This directory contains mocked frontend websites designed to test browser-operating AI agents' capabilities.
- URL:
/gbr/ - Difficulty: Easy
- Purpose: Test AI Agent's page navigation, clicking, and information gathering capabilities
- Features:
- Multi-page news website
- Header navigation
- Search functionality
- Article cards with click tracking
- Subscribe/Sign-in buttons
- URL:
/techforum/ - Difficulty: Medium
- Purpose: Test AI Agent's ability to interact with Q&A forum websites
- Features:
- Question/Answer cards
- Like/Collect/Comment/Share buttons
- Comment modal with text input
- Topic navigation
- Sidebar navigation
- Search functionality
- URL:
/cloudstack/(legacy:/aliyun/) - Difficulty: Hard
- Purpose: Test AI Agent's ability to handle complex enterprise consoles with distractions
- Features:
- Complex dashboard layout
- Instance management table
- Filter and search functionality
- Create instance modal with multi-step form
- Spam popups that appear at intervals (promotions, security alerts, notifications)
- Notification panel
- Multiple action buttons per row
- URL:
/dataflow/ - Difficulty: Medium
- Purpose: Test visual understanding through dashboard interactions
- Features:
- Settings panel with toggle switches
- Revenue chart with interactive elements
- Tab navigation (Revenue, Settings, Reports)

> [TO DO]
A – According to the directory description of mocked test websites, which site includes spam popups that appear at intervals?
B – Carry on writing the directory description of mocked test websites, starting after its final line.

> [STORED ROWS]
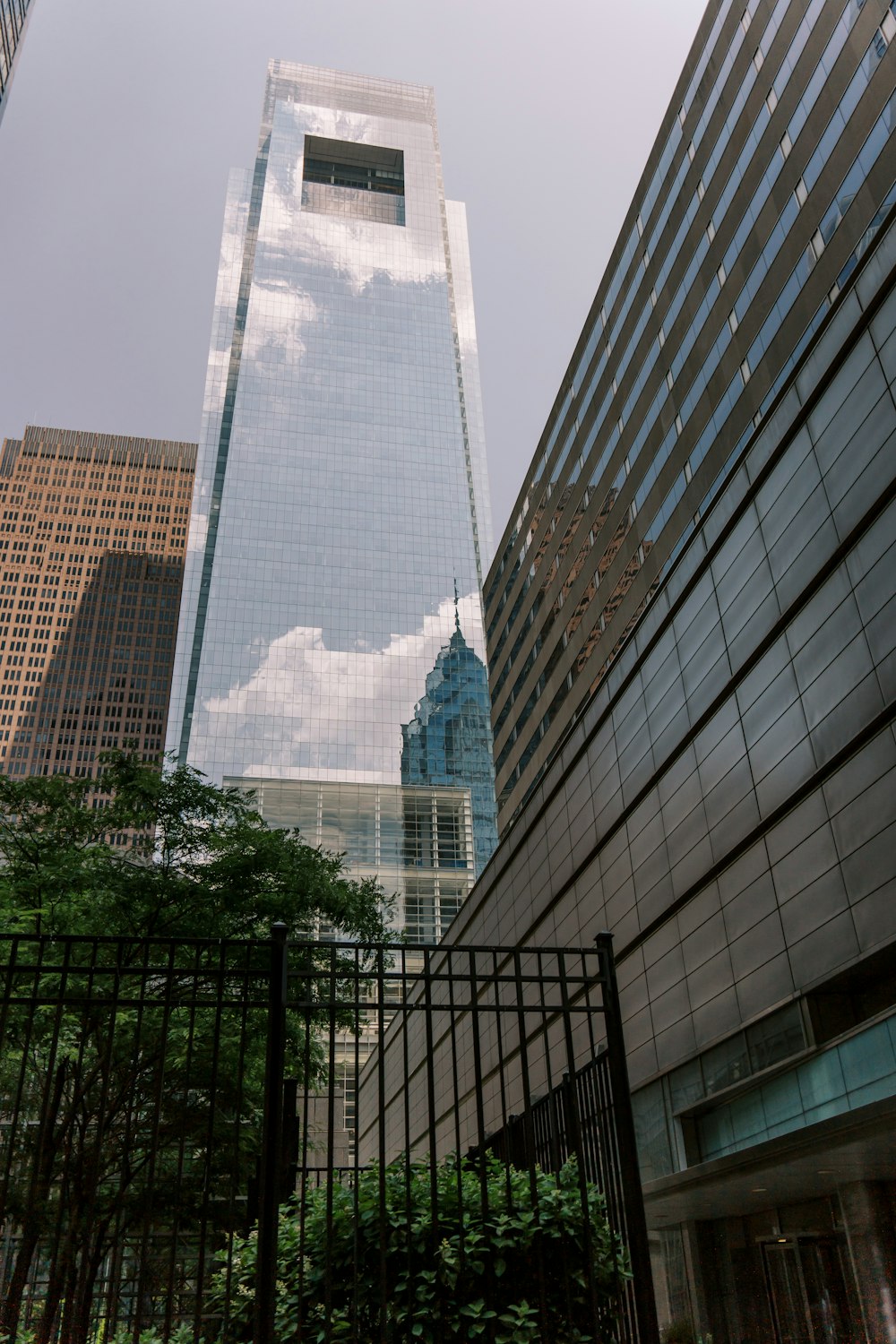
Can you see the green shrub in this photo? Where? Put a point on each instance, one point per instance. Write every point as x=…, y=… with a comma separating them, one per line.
x=471, y=1268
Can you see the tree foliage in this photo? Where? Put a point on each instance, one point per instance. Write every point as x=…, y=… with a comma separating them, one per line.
x=139, y=1109
x=500, y=1254
x=203, y=862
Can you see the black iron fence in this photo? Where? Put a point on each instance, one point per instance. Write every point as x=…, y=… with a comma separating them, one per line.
x=330, y=1142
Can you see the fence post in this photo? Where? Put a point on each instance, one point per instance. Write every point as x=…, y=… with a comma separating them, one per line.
x=271, y=1142
x=629, y=1172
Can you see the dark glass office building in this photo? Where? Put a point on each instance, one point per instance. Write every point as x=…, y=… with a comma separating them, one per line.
x=692, y=647
x=13, y=15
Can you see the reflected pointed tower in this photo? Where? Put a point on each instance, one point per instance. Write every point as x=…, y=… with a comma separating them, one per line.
x=449, y=739
x=341, y=481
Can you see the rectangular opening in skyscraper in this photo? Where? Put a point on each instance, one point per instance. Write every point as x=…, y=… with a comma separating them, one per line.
x=355, y=180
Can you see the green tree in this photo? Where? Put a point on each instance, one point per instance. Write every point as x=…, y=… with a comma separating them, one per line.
x=201, y=865
x=498, y=1254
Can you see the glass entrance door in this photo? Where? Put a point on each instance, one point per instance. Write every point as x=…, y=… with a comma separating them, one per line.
x=807, y=1288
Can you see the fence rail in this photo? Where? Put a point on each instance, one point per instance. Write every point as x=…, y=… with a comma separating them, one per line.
x=320, y=1142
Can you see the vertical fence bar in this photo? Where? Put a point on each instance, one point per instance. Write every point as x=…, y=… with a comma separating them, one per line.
x=269, y=1183
x=629, y=1172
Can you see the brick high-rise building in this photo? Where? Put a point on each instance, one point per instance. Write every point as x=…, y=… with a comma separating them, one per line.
x=93, y=535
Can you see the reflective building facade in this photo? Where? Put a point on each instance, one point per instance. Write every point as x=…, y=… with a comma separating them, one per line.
x=13, y=15
x=449, y=739
x=692, y=647
x=341, y=487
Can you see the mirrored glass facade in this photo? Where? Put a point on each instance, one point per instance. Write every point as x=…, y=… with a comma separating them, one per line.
x=449, y=739
x=340, y=496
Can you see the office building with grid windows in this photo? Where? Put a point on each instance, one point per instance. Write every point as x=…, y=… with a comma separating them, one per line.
x=340, y=523
x=13, y=16
x=93, y=537
x=692, y=645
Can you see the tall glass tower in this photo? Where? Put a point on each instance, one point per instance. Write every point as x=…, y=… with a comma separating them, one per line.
x=340, y=488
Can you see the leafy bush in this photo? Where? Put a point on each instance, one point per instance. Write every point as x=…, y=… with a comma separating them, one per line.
x=516, y=1266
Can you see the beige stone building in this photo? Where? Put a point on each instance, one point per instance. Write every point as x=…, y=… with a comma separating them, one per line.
x=93, y=535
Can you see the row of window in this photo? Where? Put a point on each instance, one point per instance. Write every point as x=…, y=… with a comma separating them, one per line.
x=858, y=171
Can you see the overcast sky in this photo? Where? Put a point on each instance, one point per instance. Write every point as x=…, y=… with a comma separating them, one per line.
x=124, y=118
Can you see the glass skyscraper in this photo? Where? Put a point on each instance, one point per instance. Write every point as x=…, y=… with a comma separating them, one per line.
x=13, y=15
x=341, y=497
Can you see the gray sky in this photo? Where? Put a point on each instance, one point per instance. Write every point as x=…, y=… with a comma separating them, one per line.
x=124, y=118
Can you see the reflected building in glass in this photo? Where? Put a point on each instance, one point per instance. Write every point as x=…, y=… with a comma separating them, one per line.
x=340, y=489
x=449, y=739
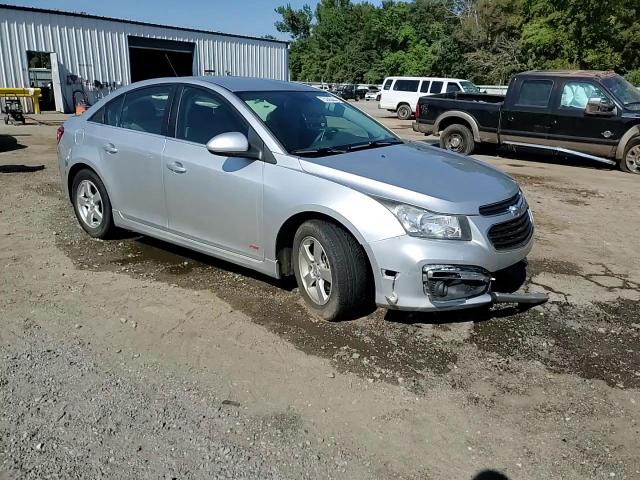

> [SOLVED TASKS]
A – /cloudstack/ (legacy: /aliyun/)

B –
- Quarterly data visualization
- URL:
/finviz/ - Difficulty: Medium
- Purpose: Test complex filter interactions with financial data
- Features:
- 27 dropdown filter options
- Sortable data table (40 stocks)
- Pagination controls
- Multiple view modes (Overview, Valuation, Financial, etc.)
- Dark theme matching original finviz.com
- URL:
/bluebook/ - Difficulty: Hard
- Purpose: Test Xiaohongshu-style visual browsing, search, dense card layouts, modal note reading, and comment interactions
- Features:
- Dense masonry feed with 70+ mocked posts
- Search bar with separate clear/search icon buttons
- Floating "graphic only" and "reload" buttons
- Note detail modal with left media area and right comment panel
- Comment like / reply interactions with author-specific tracking
- Shared tracker integration plus site-specific events
- URL:
/mapquest/ - Difficulty: Hard
- Purpose: Test panel-state navigation, search autocomplete, icon-only transport buttons, and spatial pin interaction on a map canvas
- Features:
- Left search panel with state machine:
search → results → place-detail → directions - Autocomplete dropdown that appears as the user types (no page reload)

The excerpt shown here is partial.